Parts of the exercise:
#1 Name every court mentioned in the Stanford Ponzi scheme passage.
#2 Condense the paragraph of the Stanford Ponzi scheme passage that begins "The district court granted" into a short bulleted list that keeps its main facts.
#3 From the Stanford Ponzi scheme passage, quote the text from "The Stanford Ponzi" up to and including "further the fraud.".

--- Begin Extract to read ---

The Stanford Ponzi Scheme was centered on the sale of certificates of deposit through Stanford International Bank, Ltd. The scheme worked by taking the funds raised from the CD sales and reissuing them to purchasers as if they were returns from investments. Ultimately, the scheme collapsed, and the government and others brought both criminal prosecutions and civil suits against Stanford and others.
The receiver for the estate — the Official Stanford Investors Committee and three defrauded investors — sued Greenberg under the theory of respondeat superior. The plaintiffs alleged that a Greenberg attorney conspired with Stanford to further the fraud.
The district court granted Greenberg’s motion for judgment on the pleadings on the grounds that attorney immunity under Texas law precluded the plaintiffs’ claims. The plaintiffs were not Greenberg’s clients and no exception to this immunity for liability to non-clients existed. The plaintiffs appealed and also moved for the Fifth Circuit to certify the state law questions to the Texas Supreme Court.

--- End Extract to read ---
--- Begin Data excerpts ---

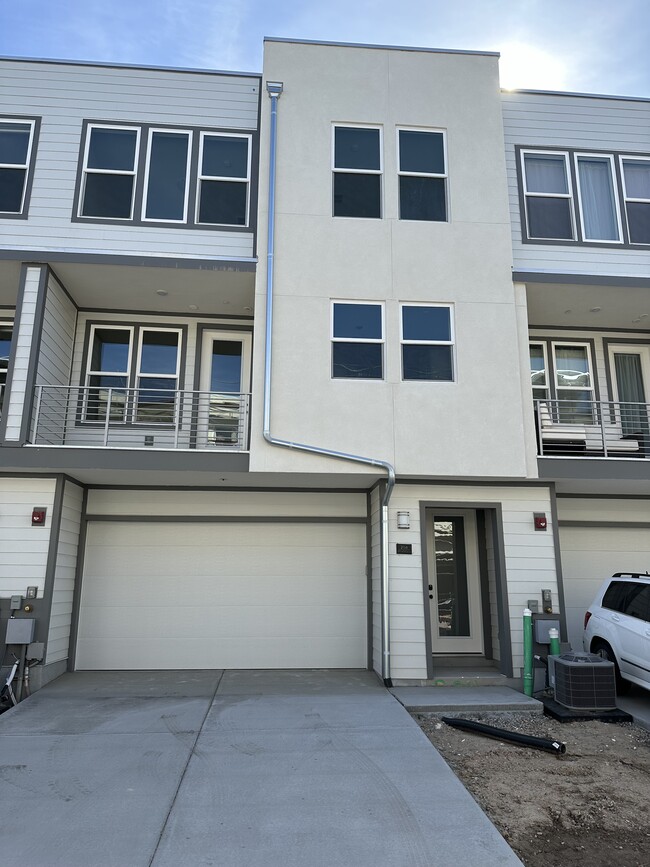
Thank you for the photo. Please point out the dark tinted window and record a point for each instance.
(167, 176)
(357, 195)
(356, 148)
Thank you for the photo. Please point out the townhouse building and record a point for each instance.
(266, 364)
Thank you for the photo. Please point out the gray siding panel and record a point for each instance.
(65, 96)
(554, 121)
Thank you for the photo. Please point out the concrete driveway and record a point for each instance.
(236, 769)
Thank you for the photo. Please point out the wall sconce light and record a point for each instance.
(403, 521)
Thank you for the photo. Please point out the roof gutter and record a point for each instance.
(274, 89)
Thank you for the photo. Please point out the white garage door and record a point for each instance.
(215, 595)
(591, 554)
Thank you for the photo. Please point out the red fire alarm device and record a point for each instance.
(540, 520)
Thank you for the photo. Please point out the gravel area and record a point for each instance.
(586, 807)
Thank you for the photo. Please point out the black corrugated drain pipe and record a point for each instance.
(556, 747)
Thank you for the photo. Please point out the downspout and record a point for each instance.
(274, 89)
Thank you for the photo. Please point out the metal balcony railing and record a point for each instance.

--- End Data excerpts ---

The answers:
#1
- The district court
- The Fifth Circuit
- The Texas Supreme Court

#2
- The district court granted Greenberg's motion for judgment on the pleadings.
- Its ground was that attorney immunity under Texas law precluded the plaintiffs' claims.
- The plaintiffs were not Greenberg's clients, and no exception to this immunity for liability to non-clients existed.
- The plaintiffs appealed and asked the Fifth Circuit to certify the state law questions to the Texas Supreme Court.

#3
The Stanford Ponzi Scheme was centered on the sale of certificates of deposit through Stanford International Bank, Ltd. The scheme worked by taking the funds raised from the CD sales and reissuing them to purchasers as if they were returns from investments. Ultimately, the scheme collapsed, and the government and others brought both criminal prosecutions and civil suits against Stanford and others.
The receiver for the estate — the Official Stanford Investors Committee and three defrauded investors — sued Greenberg under the theory of respondeat superior. The plaintiffs alleged that a Greenberg attorney conspired with Stanford to further the fraud.